Recast the stretch of the entries from the line containing "For every instance of the metal" through the end as a numbered list, omitting any blank lines.

-- START Material to process --

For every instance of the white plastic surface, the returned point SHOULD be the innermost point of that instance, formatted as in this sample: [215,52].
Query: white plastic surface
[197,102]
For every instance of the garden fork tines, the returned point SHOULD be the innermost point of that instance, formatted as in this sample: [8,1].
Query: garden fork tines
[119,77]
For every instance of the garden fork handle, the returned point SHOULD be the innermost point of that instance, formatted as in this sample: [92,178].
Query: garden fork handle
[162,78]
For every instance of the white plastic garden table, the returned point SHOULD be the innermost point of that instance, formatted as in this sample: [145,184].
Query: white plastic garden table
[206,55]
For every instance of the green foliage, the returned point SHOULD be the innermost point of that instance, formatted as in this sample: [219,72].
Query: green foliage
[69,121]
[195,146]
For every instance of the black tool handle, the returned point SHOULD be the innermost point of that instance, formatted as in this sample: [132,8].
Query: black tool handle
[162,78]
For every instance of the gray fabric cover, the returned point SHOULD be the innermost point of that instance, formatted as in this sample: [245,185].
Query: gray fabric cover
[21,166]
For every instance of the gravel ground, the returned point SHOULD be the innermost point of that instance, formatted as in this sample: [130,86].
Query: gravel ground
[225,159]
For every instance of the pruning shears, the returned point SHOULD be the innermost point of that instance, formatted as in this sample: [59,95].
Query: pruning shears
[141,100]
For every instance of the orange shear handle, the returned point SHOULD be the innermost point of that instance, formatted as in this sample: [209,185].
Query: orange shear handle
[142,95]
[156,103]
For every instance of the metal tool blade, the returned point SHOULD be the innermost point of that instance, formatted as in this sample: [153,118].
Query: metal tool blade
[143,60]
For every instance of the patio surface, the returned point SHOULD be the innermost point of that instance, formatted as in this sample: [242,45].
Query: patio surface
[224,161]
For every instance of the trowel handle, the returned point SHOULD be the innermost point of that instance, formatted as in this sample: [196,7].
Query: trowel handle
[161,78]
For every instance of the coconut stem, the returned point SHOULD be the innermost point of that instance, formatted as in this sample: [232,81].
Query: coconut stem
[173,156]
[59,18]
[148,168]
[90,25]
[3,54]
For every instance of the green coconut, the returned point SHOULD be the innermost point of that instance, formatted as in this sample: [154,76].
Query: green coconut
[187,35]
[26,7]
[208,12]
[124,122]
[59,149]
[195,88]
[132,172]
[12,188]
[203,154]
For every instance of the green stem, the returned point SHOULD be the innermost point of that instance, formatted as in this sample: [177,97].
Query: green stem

-- END Material to process --

Response:
1. For every instance of the metal tool blade, the returned point SHOULD be the innermost point of that instance, formatted as in this sample: [153,118].
2. Query: metal tool blade
3. [143,60]
4. For every instance of the patio surface, the returned point SHOULD be the innermost point of that instance, formatted as in this sample: [242,45].
5. Query: patio surface
6. [224,161]
7. For every instance of the trowel handle, the returned point SHOULD be the innermost point of that instance, formatted as in this sample: [196,7].
8. Query: trowel handle
9. [161,78]
10. For every instance of the coconut stem, the returned point SHOULD be the innermost point of that instance, formatted as in this sample: [232,81].
11. Query: coconut stem
12. [173,156]
13. [59,18]
14. [148,168]
15. [90,25]
16. [3,54]
17. For every instance of the green coconut, the returned point SHOULD be the innermost point of that instance, formatted as in this sample: [154,76].
18. Query: green coconut
19. [187,35]
20. [26,7]
21. [208,12]
22. [124,122]
23. [59,149]
24. [195,88]
25. [132,172]
26. [12,188]
27. [203,154]
28. For every instance of the green stem, the returned point SHOULD be the innermost point of that instance, formatted as in this sample: [177,97].
29. Query: green stem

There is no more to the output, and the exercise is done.